BEGIN Provided text

The Old Crow River meanders between Alaska and the Yukon in the Arctic.
The Old Crow River meanders between Alaska and the Yukon in the Arctic. Credit: Pascale Roy-Léveillée

Permafrost is the understructure of the Arctic, but it’s thawing at a drastic pace, putting infrastructure and landscape in peril.

Researchers wanted to ascertain how rising temperatures and thawing permafrost are affecting the movement of the Arctic’s large rivers. A new study published in Nature Climate Change found that such rivers’ channel migration is actually decreasing. Rivers across Alaska and Canada’s Yukon and Northwest Territories migrated 20% less between 1972 and 2020, a period when the region’s temperatures spiked.

These large, meandering waterways have historically moved at a very consistent pace, but climate change has upended that predictability, said study coauthor Alessandro Ielpi, a geomorphologist at the University of British Columbia. “It’s incredibly interesting to see what happens when the river is not in a steady-state condition,” he said. “What better example and opportunity [to study this phenomenon] than looking at the response of northern rivers to climate change?”

END Provided text
BEGIN Stored data

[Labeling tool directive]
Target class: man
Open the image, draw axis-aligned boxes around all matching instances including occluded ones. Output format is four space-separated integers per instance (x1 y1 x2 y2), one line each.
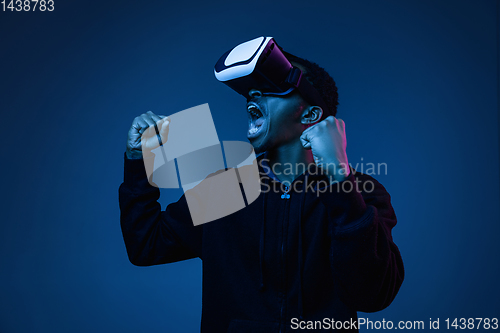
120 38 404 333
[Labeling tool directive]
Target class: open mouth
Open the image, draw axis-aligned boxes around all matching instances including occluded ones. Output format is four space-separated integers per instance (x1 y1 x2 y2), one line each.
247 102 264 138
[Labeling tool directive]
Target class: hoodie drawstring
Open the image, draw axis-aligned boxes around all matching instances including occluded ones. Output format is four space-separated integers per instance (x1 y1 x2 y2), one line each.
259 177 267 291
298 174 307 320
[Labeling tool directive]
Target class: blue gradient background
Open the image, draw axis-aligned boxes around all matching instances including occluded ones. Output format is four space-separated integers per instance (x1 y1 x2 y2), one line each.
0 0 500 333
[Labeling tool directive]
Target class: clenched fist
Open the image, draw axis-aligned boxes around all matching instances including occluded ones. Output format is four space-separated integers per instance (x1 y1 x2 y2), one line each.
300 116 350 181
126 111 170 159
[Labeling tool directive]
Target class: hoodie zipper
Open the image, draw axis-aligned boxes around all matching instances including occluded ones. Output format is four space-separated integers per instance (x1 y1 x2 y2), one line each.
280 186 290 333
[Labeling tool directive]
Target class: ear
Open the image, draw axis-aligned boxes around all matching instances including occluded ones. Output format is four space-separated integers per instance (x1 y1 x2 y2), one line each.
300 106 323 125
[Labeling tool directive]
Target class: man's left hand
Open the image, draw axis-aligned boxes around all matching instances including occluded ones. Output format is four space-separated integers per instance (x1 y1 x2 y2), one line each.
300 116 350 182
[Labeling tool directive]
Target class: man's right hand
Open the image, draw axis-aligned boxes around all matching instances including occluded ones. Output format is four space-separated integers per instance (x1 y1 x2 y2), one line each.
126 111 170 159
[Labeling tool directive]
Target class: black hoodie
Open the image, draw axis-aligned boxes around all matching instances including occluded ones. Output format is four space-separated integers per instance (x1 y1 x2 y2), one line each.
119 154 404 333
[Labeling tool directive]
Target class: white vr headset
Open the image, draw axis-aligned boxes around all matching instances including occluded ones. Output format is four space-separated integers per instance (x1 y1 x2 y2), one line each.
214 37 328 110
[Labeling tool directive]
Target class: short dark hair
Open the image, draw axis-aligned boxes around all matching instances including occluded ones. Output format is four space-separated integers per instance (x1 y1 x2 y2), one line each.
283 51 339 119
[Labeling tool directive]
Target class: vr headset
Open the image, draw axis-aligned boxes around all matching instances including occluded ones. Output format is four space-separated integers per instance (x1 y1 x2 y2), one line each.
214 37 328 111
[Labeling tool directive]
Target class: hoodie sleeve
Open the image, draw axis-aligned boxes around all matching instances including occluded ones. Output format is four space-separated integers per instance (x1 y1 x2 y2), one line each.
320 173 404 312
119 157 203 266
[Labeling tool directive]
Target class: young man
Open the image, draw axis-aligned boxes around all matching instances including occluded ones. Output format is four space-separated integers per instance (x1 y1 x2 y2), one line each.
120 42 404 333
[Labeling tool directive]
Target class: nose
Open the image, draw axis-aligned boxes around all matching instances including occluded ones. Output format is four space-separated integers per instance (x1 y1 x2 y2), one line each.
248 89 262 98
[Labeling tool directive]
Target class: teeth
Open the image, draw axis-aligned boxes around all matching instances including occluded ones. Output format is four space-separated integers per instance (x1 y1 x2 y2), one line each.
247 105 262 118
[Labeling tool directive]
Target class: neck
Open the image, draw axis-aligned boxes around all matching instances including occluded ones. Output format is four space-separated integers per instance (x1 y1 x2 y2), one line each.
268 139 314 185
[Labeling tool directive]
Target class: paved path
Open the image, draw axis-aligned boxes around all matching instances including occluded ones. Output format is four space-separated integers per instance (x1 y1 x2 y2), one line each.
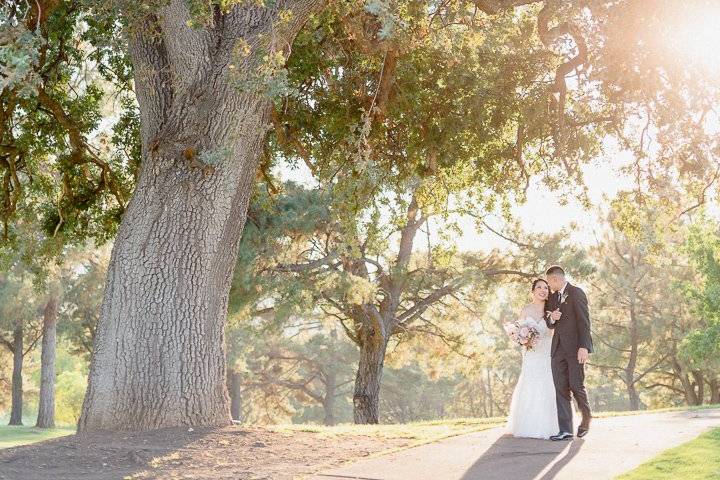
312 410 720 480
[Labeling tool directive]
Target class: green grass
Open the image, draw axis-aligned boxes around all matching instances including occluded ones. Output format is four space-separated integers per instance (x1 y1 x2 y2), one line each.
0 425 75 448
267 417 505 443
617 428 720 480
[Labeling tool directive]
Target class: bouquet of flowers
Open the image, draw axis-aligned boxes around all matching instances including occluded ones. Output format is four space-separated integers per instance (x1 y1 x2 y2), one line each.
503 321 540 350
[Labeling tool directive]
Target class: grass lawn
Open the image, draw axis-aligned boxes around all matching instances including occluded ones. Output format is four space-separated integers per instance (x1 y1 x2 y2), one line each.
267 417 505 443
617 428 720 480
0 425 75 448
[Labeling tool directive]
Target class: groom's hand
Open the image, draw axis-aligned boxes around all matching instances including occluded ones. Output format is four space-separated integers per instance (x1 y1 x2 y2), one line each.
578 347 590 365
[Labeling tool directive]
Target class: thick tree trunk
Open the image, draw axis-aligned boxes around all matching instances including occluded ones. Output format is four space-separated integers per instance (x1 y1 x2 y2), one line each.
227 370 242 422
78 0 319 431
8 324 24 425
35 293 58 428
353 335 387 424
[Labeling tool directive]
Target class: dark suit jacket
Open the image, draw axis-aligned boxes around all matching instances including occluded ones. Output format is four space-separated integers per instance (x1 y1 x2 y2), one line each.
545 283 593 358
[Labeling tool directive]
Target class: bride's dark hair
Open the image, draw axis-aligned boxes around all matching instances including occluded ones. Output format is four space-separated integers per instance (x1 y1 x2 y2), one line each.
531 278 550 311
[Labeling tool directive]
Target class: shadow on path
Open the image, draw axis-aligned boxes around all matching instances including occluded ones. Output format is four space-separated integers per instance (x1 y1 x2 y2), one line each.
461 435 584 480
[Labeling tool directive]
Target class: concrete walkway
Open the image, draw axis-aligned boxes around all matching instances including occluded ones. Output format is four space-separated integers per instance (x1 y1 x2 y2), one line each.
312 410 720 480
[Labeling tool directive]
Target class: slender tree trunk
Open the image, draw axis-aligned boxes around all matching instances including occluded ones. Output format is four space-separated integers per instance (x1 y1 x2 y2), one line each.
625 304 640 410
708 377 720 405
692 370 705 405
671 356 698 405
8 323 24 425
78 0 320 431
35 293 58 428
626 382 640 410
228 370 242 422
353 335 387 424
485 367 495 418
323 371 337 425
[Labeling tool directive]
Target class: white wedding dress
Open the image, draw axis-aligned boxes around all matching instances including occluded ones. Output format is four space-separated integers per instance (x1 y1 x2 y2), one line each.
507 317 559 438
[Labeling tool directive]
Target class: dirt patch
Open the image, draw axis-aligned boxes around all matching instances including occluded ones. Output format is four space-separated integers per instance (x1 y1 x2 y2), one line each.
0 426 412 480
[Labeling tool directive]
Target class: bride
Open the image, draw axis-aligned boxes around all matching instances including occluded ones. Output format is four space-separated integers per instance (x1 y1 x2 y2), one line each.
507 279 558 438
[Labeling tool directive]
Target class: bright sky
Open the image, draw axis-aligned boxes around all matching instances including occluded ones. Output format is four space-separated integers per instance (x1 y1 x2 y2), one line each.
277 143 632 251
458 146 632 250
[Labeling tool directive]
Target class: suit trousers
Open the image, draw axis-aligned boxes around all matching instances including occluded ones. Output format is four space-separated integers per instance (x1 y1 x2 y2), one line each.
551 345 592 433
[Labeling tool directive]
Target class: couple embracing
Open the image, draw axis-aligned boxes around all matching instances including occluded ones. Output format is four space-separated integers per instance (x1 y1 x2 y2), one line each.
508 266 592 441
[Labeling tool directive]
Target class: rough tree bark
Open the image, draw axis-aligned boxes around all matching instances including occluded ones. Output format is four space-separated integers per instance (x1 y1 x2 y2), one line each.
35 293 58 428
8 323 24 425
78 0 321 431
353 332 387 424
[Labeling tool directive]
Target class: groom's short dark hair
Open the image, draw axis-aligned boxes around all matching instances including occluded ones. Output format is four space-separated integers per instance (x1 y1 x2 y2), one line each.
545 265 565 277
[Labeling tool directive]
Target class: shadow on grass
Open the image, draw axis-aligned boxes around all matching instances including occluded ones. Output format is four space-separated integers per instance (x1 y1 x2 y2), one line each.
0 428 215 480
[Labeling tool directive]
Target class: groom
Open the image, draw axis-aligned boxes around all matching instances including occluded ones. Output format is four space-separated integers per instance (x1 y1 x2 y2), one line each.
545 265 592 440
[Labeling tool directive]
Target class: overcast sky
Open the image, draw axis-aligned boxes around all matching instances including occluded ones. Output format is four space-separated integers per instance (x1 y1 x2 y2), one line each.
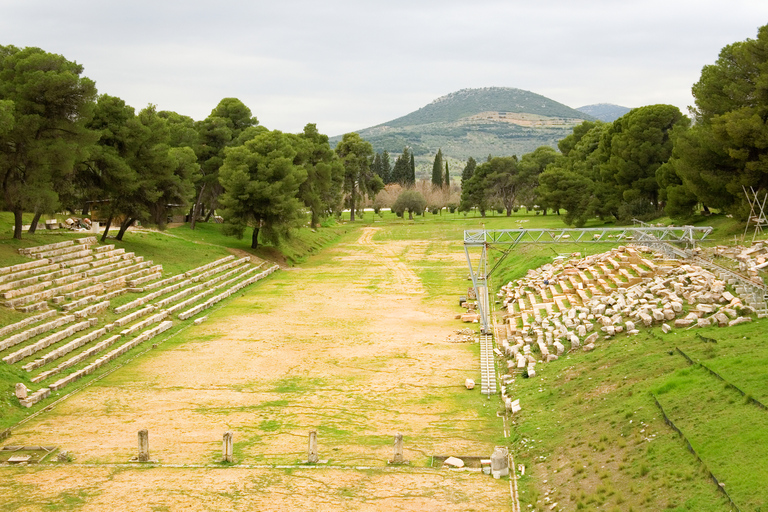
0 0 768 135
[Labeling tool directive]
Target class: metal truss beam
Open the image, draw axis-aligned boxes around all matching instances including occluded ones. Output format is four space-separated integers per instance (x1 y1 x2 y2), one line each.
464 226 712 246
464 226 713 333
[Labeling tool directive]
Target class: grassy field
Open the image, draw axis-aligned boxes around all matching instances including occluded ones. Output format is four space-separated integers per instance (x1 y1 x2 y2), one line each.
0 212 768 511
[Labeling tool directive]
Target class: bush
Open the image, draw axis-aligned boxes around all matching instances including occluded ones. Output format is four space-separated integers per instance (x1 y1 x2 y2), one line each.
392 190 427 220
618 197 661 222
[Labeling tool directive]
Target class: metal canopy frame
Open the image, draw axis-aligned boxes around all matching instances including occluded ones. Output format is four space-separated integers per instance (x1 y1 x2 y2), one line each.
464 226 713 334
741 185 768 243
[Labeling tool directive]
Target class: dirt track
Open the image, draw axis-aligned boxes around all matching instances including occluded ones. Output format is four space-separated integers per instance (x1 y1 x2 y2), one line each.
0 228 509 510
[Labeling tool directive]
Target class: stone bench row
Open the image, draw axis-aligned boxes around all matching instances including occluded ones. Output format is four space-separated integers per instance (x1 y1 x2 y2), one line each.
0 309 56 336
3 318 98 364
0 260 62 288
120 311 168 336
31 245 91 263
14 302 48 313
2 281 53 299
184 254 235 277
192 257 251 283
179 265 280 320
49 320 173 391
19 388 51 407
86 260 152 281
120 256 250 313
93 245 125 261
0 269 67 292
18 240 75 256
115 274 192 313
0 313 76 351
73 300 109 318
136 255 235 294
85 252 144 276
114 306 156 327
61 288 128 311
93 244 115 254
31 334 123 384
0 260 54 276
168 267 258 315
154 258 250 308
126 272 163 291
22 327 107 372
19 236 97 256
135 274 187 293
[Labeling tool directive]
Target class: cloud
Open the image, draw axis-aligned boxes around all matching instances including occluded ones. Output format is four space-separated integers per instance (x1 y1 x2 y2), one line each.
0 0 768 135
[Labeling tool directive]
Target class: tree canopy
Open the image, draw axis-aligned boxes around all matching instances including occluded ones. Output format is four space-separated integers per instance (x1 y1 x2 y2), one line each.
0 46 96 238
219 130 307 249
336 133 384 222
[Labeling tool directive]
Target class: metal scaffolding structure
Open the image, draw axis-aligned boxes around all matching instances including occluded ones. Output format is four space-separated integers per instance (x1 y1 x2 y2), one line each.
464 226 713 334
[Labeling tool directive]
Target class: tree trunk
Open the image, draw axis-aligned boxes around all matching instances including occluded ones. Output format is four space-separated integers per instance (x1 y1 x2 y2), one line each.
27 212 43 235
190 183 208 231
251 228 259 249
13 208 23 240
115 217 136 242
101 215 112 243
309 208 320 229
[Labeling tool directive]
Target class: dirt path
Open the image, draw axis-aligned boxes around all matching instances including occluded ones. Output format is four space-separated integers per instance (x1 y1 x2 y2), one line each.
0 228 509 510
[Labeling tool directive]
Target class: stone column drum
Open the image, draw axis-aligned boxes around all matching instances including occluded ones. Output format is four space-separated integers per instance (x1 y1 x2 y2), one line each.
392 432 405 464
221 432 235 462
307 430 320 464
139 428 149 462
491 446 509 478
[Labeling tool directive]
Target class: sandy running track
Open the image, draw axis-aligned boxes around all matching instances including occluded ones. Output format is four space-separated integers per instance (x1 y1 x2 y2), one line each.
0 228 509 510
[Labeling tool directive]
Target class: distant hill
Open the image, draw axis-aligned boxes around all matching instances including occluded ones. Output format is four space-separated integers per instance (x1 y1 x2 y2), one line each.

END Stored data

Work to complete:
[1] Answer these questions from the passage on Arctic rivers:
(a) Between which two places does the Old Crow River meander?
(b) By what percentage did river migration across Alaska, the Yukon and the Northwest Territories decrease between 1972 and 2020?
(c) At which university does Alessandro Ielpi work?
[2] State how many lines of the rows contain the word "stone", treating uppercase and lowercase as different. Reply with the number alone.

Outputs for the tasks:
[1]
(a) Alaska and the Yukon
(b) 20%
(c) The University of British Columbia

[2] 2